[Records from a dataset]
####################
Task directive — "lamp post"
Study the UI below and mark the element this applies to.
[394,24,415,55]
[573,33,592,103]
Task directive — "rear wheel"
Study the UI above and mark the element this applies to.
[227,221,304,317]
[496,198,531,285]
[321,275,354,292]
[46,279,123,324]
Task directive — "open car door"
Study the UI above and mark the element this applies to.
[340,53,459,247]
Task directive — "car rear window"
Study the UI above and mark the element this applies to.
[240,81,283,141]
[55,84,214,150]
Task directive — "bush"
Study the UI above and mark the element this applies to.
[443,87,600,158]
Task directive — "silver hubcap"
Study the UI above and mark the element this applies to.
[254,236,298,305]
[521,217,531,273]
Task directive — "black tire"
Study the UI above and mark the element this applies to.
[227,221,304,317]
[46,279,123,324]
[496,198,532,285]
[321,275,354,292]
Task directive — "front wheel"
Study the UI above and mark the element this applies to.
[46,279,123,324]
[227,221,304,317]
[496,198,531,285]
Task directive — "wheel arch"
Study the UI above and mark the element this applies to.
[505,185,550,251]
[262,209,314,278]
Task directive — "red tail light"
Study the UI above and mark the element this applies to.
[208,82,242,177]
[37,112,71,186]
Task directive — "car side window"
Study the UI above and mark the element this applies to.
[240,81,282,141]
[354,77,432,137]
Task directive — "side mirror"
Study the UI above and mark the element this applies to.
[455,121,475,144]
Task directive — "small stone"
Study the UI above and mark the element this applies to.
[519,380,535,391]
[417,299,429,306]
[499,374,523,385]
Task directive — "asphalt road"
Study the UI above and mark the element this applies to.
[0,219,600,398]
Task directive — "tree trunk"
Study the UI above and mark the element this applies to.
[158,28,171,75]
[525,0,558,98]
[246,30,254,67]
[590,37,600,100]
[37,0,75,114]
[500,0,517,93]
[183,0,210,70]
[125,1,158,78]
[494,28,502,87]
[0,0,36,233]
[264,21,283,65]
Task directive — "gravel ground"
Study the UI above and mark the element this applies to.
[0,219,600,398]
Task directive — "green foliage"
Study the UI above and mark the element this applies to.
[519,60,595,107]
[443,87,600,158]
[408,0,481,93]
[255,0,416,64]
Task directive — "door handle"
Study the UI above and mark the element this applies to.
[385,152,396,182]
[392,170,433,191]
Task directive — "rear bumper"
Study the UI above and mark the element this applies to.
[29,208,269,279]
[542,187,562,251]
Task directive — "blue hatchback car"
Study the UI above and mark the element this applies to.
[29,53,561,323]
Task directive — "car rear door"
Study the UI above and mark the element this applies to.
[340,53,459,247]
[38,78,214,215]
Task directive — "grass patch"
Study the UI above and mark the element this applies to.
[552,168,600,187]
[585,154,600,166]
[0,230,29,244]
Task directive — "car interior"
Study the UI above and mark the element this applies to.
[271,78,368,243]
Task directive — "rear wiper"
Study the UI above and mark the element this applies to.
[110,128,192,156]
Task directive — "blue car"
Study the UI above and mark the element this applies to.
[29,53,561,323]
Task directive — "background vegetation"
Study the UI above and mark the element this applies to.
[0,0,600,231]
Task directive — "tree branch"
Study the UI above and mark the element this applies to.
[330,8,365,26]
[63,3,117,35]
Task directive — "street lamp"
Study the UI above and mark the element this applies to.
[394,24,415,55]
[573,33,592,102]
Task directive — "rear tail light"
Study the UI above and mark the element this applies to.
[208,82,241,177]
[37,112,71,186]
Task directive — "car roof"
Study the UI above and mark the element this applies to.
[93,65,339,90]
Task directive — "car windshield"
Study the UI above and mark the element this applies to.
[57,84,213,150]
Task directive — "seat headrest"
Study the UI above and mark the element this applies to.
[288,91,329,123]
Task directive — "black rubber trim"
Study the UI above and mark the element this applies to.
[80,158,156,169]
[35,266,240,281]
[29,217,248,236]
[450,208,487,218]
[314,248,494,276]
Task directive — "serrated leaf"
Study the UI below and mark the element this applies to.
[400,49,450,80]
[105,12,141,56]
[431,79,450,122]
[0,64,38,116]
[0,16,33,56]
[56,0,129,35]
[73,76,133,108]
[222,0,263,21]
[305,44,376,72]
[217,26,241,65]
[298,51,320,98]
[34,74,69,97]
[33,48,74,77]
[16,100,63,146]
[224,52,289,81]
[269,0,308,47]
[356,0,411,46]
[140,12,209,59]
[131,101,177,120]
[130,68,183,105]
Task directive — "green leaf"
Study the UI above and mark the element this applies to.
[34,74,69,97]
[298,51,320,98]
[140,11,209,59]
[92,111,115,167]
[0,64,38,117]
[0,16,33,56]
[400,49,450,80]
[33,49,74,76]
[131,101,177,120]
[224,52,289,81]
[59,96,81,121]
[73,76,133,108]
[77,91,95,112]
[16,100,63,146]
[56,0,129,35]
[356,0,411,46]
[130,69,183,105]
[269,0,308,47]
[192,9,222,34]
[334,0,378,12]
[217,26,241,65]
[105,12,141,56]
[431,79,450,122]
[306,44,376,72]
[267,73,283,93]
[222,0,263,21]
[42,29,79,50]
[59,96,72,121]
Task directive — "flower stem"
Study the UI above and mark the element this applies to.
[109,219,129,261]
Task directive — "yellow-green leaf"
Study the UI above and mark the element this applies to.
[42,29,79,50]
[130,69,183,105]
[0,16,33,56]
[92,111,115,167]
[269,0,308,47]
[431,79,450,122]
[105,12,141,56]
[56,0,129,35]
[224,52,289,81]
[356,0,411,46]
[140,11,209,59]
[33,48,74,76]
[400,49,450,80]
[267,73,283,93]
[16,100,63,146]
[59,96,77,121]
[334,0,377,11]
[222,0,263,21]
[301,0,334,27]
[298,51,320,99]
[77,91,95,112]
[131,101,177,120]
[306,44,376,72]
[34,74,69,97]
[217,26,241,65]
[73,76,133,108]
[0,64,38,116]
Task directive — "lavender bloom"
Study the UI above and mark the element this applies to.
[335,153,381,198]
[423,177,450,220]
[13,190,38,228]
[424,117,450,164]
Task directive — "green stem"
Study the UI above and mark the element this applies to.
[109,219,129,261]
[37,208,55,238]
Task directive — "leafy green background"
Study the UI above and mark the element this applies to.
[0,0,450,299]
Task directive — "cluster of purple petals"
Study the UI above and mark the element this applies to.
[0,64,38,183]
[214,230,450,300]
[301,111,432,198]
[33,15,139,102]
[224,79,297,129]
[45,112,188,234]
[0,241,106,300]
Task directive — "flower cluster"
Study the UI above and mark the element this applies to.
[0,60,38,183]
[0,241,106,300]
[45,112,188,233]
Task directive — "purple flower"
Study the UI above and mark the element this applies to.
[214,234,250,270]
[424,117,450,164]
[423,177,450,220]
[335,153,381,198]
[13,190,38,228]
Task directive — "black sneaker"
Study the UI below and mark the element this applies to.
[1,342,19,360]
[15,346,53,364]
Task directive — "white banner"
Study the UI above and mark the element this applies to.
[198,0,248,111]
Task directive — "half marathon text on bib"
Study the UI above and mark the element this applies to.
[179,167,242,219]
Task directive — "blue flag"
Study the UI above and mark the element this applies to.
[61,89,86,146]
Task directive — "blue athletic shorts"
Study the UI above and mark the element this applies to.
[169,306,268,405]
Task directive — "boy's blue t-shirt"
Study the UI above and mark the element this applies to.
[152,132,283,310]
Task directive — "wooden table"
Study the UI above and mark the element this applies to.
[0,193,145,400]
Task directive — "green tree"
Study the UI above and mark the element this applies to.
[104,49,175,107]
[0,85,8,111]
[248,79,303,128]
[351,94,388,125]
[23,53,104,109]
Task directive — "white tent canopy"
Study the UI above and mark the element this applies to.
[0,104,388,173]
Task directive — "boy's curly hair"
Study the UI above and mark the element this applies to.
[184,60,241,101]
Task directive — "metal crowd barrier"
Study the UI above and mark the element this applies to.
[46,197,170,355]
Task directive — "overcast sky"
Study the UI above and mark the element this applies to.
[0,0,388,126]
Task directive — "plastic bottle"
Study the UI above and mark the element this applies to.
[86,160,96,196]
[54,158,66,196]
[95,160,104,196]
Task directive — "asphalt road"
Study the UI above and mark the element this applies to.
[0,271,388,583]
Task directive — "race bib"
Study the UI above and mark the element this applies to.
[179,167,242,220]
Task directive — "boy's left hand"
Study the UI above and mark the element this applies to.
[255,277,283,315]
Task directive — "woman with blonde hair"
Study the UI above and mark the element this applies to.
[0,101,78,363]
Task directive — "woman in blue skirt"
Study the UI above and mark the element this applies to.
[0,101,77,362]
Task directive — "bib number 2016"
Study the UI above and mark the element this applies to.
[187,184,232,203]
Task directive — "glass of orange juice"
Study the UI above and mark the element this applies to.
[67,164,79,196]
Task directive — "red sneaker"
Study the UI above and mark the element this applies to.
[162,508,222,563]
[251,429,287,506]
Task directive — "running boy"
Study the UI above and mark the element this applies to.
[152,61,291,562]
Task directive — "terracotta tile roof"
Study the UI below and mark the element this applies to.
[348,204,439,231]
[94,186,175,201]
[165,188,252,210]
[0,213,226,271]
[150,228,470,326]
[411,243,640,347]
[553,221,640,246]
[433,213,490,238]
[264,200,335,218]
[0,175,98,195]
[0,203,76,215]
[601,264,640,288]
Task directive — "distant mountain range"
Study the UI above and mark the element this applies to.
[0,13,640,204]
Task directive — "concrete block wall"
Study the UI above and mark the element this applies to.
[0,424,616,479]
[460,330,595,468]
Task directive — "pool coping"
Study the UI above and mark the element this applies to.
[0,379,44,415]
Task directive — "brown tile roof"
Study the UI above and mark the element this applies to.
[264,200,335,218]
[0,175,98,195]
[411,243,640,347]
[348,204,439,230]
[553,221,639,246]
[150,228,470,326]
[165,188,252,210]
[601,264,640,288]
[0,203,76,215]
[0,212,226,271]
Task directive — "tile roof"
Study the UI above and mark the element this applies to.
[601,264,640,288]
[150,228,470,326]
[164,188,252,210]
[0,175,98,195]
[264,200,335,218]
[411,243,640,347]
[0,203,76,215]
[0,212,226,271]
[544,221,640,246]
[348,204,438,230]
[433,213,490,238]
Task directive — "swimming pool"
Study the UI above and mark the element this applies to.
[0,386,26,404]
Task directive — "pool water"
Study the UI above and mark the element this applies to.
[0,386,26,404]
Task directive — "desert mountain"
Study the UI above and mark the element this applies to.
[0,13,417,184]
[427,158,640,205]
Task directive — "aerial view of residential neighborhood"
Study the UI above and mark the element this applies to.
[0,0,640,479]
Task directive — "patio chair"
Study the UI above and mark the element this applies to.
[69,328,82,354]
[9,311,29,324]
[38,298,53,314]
####################
Locate every line in the records above that contains the word "window", treating uppercase and lowercase as different, and copy each of those lines.

Task directive — "car rear window"
Task directive — "car side window"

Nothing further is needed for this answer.